Es lamentable observar cómo una parte de la juventud es manipulada sin consideración por diseñadores, grandes cadenas de fabricación de ropa, revistas juveniles y series televisivas que les ofrecen un modo de vestirse y un modo de estar en el mundo que ellos imitan. Miran la televisión como fuente de conocimiento y repiten sus comportamientos. Pero nadie les enseña a mirarse con verdad a un espejo sin los prejuicios impuestos por los que deciden la moda. Y así van... muchas chicas disfrazadas de cabareteras, pidiendo guerra, candidatas a club de alterne, inocentes víctimas de una sociedad adulta que habla de derechos humanos, de respeto a los animales, de medio ambiente y que no sabe defender la dignidad de unas niñas que están dejando de serlo. Al contrario, se les ofrece a todos los jóvenes lo siguiente: botellón, preservativos, píldoras para antes y después. Y todavía el mundo adulto se queja, hipócritamente, de cómo está la juventud...

Las fronteras entre el buen y el mal gusto han perdido su nitidez pero hay que ver la vida con esperanza: la elegancia y el saber vestir bien están al alcance de todos. Claro está que es necesario aplicar la inteligencia para aprender, inventar y generar formas más bellas, más verdaderas. Hay que superar la llamada barbarie civilizada, ser rebeldes auténticos y ejercer la libertad que halla en las virtudes su mayor impulso.

-*-*-

**OBJETIVOS:**
1) Transcribe literalmente el fragmento del texto sobre la moda y la juventud que empieza con "Las fronteras entre" y continúa hasta "su mayor impulso.".
2) Según el texto sobre la moda y la juventud, ¿quiénes manipulan a una parte de la juventud? Enuméralos todos.

[Filas de un conjunto de datos]
-*-*-

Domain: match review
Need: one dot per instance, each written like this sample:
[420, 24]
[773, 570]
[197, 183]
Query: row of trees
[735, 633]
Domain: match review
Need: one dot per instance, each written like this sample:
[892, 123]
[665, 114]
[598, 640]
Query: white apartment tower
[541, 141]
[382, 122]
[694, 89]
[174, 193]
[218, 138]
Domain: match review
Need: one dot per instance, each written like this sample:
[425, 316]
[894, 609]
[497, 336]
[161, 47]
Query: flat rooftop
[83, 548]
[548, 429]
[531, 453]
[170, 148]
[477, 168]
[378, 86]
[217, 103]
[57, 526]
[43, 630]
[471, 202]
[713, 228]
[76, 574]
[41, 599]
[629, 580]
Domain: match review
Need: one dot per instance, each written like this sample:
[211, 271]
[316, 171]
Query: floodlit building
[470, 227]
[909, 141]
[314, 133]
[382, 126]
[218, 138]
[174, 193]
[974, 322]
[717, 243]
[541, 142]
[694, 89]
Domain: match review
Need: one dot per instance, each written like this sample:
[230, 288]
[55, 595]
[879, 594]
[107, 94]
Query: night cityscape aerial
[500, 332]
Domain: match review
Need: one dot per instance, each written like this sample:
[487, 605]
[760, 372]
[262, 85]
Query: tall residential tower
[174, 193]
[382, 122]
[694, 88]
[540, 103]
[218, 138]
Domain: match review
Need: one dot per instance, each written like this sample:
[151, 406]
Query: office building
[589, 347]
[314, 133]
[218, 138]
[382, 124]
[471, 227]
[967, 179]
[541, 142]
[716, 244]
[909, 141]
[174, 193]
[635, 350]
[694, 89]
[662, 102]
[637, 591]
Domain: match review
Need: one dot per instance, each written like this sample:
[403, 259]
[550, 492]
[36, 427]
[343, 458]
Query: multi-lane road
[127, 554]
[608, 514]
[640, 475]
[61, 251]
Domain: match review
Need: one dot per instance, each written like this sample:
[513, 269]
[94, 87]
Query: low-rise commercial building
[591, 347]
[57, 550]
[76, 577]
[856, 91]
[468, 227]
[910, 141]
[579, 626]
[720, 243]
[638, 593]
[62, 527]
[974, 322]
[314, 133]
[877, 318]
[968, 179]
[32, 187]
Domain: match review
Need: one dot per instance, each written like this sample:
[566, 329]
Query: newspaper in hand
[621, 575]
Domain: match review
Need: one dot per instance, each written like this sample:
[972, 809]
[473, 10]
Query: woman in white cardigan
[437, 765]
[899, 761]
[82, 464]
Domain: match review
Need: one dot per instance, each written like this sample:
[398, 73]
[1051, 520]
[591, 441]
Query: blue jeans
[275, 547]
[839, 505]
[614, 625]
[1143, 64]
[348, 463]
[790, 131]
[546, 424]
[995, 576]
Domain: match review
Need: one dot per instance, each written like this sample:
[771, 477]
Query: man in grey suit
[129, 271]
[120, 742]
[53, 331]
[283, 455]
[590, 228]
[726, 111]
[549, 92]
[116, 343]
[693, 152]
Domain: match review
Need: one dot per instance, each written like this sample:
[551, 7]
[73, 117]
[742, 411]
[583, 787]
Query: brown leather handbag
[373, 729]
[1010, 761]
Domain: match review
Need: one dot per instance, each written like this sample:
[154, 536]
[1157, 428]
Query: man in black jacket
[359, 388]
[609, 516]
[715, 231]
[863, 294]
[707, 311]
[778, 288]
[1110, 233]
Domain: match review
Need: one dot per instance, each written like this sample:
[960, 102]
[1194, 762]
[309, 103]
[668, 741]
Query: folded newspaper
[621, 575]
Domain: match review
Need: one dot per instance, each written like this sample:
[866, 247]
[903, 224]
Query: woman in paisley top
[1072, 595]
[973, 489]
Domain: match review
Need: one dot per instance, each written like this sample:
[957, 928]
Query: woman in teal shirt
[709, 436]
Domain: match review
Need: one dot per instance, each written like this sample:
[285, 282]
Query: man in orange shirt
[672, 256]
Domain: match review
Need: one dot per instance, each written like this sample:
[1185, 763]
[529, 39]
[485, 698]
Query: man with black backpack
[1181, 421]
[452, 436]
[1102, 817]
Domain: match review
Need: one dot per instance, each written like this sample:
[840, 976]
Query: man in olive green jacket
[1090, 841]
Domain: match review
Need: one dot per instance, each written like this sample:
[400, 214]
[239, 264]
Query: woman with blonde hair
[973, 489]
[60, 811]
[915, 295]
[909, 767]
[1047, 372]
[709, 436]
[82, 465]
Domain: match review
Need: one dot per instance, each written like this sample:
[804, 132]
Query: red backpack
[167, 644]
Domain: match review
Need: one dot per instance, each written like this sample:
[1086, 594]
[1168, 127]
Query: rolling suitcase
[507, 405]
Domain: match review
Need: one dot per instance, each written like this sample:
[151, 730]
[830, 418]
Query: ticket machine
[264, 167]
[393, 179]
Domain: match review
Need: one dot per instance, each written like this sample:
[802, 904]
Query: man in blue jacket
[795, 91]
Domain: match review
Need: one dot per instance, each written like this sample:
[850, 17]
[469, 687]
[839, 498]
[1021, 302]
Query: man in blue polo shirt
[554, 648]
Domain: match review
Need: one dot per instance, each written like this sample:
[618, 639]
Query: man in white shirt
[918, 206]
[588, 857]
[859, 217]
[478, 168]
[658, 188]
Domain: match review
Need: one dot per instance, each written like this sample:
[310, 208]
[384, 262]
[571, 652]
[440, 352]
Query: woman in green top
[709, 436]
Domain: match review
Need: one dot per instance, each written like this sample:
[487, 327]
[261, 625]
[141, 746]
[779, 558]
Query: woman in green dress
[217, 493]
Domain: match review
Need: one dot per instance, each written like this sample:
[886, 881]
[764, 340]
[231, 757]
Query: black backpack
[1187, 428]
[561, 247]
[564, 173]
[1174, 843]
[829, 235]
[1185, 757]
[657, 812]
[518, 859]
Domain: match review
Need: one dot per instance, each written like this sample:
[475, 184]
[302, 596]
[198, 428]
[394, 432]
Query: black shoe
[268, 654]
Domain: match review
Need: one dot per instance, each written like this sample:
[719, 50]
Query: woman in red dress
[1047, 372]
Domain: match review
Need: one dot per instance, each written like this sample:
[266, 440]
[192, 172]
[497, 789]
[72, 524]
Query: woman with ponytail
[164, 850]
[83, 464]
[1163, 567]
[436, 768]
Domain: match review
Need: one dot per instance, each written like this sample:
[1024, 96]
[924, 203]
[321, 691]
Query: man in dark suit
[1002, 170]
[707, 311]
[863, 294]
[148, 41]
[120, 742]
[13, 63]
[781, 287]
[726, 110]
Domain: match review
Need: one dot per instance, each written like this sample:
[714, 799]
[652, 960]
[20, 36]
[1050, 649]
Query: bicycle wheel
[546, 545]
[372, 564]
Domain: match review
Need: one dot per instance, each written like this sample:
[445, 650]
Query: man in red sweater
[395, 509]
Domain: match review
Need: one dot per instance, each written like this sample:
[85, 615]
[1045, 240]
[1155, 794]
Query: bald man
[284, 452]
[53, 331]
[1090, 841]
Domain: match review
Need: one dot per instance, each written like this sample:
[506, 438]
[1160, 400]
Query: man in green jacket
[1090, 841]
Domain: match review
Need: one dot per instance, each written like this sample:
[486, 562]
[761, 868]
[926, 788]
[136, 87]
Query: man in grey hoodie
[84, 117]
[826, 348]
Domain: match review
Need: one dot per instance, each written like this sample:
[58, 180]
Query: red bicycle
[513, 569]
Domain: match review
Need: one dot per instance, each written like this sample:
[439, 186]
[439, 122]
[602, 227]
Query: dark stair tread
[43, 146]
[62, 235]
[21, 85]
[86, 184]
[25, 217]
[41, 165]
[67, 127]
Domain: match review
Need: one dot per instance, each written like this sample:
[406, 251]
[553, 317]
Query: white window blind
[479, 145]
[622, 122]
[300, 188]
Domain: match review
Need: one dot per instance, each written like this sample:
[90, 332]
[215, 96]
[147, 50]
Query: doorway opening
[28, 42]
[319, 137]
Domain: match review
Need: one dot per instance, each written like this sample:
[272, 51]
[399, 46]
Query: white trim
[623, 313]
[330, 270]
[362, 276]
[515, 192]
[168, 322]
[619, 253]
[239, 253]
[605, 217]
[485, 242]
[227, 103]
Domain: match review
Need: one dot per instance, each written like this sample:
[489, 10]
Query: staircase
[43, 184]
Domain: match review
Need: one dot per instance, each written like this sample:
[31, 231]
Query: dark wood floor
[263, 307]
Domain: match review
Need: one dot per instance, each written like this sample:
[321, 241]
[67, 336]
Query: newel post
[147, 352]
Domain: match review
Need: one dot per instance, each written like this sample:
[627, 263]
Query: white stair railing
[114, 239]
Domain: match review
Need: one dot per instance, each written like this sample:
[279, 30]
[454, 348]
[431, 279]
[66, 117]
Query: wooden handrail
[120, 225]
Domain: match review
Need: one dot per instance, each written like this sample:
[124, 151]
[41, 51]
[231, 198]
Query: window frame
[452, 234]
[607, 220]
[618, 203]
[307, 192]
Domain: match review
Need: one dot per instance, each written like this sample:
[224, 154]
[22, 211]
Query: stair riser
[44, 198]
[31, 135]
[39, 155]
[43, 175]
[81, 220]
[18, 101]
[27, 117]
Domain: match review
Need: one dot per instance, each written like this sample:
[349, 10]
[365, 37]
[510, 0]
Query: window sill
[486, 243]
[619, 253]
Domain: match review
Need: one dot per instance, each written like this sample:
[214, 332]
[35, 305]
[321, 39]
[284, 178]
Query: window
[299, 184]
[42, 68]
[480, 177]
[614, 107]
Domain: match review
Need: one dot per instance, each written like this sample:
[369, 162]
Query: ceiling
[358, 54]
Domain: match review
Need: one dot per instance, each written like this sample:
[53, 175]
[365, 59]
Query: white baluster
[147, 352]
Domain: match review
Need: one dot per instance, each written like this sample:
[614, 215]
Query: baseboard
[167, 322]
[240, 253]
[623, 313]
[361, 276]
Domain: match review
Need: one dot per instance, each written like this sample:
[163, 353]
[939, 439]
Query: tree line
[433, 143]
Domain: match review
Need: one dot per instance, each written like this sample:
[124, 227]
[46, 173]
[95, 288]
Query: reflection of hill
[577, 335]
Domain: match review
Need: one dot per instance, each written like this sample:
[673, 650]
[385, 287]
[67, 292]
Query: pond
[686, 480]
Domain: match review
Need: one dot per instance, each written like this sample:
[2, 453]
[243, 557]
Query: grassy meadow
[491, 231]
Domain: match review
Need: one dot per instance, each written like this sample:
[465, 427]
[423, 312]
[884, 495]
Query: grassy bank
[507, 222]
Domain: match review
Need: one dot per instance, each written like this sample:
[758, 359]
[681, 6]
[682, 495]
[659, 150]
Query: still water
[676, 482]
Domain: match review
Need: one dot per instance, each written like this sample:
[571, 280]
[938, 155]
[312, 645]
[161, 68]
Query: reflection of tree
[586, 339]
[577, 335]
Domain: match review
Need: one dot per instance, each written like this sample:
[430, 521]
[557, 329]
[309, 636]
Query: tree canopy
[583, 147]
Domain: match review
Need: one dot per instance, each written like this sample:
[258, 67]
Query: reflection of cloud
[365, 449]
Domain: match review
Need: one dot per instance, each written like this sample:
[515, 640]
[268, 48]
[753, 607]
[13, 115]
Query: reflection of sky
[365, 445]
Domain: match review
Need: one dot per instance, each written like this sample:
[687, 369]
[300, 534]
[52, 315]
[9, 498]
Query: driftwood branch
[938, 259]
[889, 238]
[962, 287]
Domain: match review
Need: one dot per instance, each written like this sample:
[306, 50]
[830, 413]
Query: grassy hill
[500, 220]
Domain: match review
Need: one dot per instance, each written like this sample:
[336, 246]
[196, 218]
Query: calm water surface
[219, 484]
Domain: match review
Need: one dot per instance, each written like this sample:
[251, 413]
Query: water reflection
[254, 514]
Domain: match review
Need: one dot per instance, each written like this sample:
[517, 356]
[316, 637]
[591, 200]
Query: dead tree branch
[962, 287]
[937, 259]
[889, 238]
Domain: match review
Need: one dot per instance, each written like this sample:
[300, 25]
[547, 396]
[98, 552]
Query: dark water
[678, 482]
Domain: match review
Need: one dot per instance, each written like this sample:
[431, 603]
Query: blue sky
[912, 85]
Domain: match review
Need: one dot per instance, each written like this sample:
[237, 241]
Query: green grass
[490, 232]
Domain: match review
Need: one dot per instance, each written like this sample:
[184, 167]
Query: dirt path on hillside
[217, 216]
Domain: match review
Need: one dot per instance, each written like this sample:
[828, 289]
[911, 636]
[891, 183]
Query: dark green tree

-*-*-

**SOLUCIONES:**
1)
Las fronteras entre el buen y el mal gusto han perdido su nitidez pero hay que ver la vida con esperanza: la elegancia y el saber vestir bien están al alcance de todos. Claro está que es necesario aplicar la inteligencia para aprender, inventar y generar formas más bellas, más verdaderas. Hay que superar la llamada barbarie civilizada, ser rebeldes auténticos y ejercer la libertad que halla en las virtudes su mayor impulso.

2)
- diseñadores
- grandes cadenas de fabricación de ropa
- revistas juveniles
- series televisivas